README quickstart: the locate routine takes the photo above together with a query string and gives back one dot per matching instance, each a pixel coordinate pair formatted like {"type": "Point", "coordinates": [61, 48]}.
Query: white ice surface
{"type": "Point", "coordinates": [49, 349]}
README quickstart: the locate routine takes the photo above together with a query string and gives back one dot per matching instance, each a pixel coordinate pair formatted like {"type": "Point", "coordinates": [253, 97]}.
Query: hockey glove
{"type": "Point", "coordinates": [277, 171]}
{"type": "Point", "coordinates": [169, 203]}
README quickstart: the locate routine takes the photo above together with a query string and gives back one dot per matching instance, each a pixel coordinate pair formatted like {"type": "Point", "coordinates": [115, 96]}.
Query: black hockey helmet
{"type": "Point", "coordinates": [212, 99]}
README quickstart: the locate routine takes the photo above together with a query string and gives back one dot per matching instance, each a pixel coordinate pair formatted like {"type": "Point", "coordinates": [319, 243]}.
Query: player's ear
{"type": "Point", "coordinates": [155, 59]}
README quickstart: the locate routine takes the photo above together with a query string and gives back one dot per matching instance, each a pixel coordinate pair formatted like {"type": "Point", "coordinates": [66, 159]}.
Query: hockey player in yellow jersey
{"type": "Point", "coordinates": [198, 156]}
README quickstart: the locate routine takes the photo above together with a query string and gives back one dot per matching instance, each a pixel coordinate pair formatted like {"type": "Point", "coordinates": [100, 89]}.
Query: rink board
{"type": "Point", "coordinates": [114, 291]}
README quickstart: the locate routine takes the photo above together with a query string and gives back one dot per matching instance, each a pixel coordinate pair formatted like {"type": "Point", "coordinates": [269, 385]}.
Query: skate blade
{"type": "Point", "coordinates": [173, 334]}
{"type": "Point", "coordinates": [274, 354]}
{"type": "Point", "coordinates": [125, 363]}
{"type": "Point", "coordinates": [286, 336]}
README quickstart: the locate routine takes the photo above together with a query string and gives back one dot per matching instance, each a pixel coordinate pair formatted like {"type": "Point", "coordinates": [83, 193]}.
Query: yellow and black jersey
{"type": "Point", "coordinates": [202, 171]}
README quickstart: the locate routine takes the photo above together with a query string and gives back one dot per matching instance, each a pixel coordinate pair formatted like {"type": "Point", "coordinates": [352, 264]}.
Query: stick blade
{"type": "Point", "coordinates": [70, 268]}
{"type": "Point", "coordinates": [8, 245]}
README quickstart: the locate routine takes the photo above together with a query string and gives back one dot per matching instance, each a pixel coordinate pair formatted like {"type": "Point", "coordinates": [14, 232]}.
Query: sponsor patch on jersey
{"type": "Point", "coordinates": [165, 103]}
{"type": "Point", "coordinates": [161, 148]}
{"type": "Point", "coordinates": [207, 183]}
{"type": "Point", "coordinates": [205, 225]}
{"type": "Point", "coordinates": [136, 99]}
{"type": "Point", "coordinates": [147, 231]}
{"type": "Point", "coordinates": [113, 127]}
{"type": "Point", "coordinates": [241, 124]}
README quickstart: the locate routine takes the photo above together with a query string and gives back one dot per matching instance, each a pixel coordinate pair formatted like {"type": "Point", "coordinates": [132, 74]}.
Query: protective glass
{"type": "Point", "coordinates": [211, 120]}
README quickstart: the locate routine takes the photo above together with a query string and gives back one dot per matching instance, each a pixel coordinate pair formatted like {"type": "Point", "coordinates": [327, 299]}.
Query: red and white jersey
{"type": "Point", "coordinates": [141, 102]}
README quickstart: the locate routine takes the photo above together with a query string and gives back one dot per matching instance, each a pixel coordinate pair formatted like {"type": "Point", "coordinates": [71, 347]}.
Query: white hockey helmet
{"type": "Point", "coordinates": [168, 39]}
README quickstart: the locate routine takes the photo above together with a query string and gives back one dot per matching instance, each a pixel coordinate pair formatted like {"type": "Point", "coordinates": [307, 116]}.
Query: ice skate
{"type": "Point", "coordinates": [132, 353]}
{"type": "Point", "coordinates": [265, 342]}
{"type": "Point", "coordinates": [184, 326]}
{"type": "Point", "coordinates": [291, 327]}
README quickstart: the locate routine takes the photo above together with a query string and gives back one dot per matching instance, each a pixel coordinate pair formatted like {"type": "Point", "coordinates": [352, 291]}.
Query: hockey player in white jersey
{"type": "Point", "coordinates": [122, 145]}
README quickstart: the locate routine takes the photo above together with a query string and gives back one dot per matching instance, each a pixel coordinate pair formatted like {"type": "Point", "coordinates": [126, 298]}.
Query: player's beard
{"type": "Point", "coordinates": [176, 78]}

### Written problem
Please output every record, keeping each line exact.

### Written answer
README quickstart: the locate routine takes the photo above together with a query string and gives back one dot per matching instance, each a pixel coordinate pair formatted like {"type": "Point", "coordinates": [61, 48]}.
Query: white ice surface
{"type": "Point", "coordinates": [49, 349]}
README quickstart: the locate routine takes the photo above together with a query string and gives back one dot per matching instance, each a pixel coordinate pair formatted like {"type": "Point", "coordinates": [253, 97]}.
Query: hockey glove
{"type": "Point", "coordinates": [277, 171]}
{"type": "Point", "coordinates": [169, 203]}
README quickstart: the locate routine takes the photo above together with a query string and gives back one dot per matching instance, each a pixel coordinate pair formatted like {"type": "Point", "coordinates": [115, 96]}.
Query: black hockey helmet
{"type": "Point", "coordinates": [212, 99]}
README quickstart: the locate routine takes the photo above together with a query string and gives back one dot per matching instance, each a pixel coordinate pair formatted like {"type": "Point", "coordinates": [319, 243]}.
Query: player's ear
{"type": "Point", "coordinates": [155, 59]}
README quickstart: the locate routine takes the photo above together with a query string and gives back one dot per matching instance, each a pixel coordinate pair formatted like {"type": "Point", "coordinates": [66, 159]}.
Query: hockey player in yellow jersey
{"type": "Point", "coordinates": [198, 156]}
README quickstart: the locate routine takes the photo above together with a query string and gives back one dot per matching instance, each a pixel coordinate pair formatted like {"type": "Point", "coordinates": [100, 89]}.
Query: rink board
{"type": "Point", "coordinates": [114, 291]}
README quickstart: the locate routine takes the photo above together with a query string and gives back one dot per matching instance, each a pixel coordinate pair formatted like {"type": "Point", "coordinates": [269, 385]}.
Query: skate blade
{"type": "Point", "coordinates": [173, 334]}
{"type": "Point", "coordinates": [274, 354]}
{"type": "Point", "coordinates": [125, 363]}
{"type": "Point", "coordinates": [286, 336]}
README quickstart: the locate routine takes the photo above together with a query string and gives back one dot per matching instance, each a pixel coordinate pair formatted like {"type": "Point", "coordinates": [83, 193]}.
Query: yellow and black jersey
{"type": "Point", "coordinates": [202, 171]}
README quickstart: the locate routine takes the photo above together with a query string and gives back one dot per matching instance, each a pixel coordinate pair formatted like {"type": "Point", "coordinates": [352, 264]}.
Query: stick blade
{"type": "Point", "coordinates": [70, 268]}
{"type": "Point", "coordinates": [8, 245]}
README quickstart: the locate routine takes the photo above together with a query string and gives back one dot per matching instance, each a pixel coordinate pair formatted like {"type": "Point", "coordinates": [14, 232]}.
Query: sponsor patch on jersey
{"type": "Point", "coordinates": [165, 103]}
{"type": "Point", "coordinates": [161, 148]}
{"type": "Point", "coordinates": [207, 183]}
{"type": "Point", "coordinates": [205, 225]}
{"type": "Point", "coordinates": [136, 99]}
{"type": "Point", "coordinates": [147, 231]}
{"type": "Point", "coordinates": [113, 127]}
{"type": "Point", "coordinates": [241, 124]}
README quickstart: the locate routine takes the photo above together with a query string and gives back one dot per matching instance, each a pixel coordinate pair formatted like {"type": "Point", "coordinates": [132, 74]}.
Query: protective glass
{"type": "Point", "coordinates": [211, 120]}
README quickstart: the locate routine takes the photo above together with a query string and gives back one dot per matching instance, each a pixel coordinate pair formatted like {"type": "Point", "coordinates": [327, 299]}.
Query: red and white jersey
{"type": "Point", "coordinates": [141, 102]}
README quickstart: the locate routine takes the photo above together with a query string and gives back one dot per matching instance, each a pixel coordinate pair formatted like {"type": "Point", "coordinates": [71, 347]}.
Query: white hockey helmet
{"type": "Point", "coordinates": [168, 39]}
README quickstart: the locate routine takes the photo above together with a query string and gives back one dot per matching instance, each a pixel coordinate pair formatted like {"type": "Point", "coordinates": [307, 116]}.
Query: ice skate
{"type": "Point", "coordinates": [132, 353]}
{"type": "Point", "coordinates": [265, 342]}
{"type": "Point", "coordinates": [184, 326]}
{"type": "Point", "coordinates": [291, 327]}
README quickstart: the locate routine takes the photo above together with a query string and gives back one dot per matching instance, each a pixel coordinate pair formatted like {"type": "Point", "coordinates": [352, 291]}.
Query: hockey player in white jersey
{"type": "Point", "coordinates": [122, 145]}
README quickstart: the locate routine takes the photo above together with a query string and gives back one dot per matching instance, each a pixel coordinate pair formatted like {"type": "Point", "coordinates": [126, 298]}.
Query: player's beard
{"type": "Point", "coordinates": [176, 78]}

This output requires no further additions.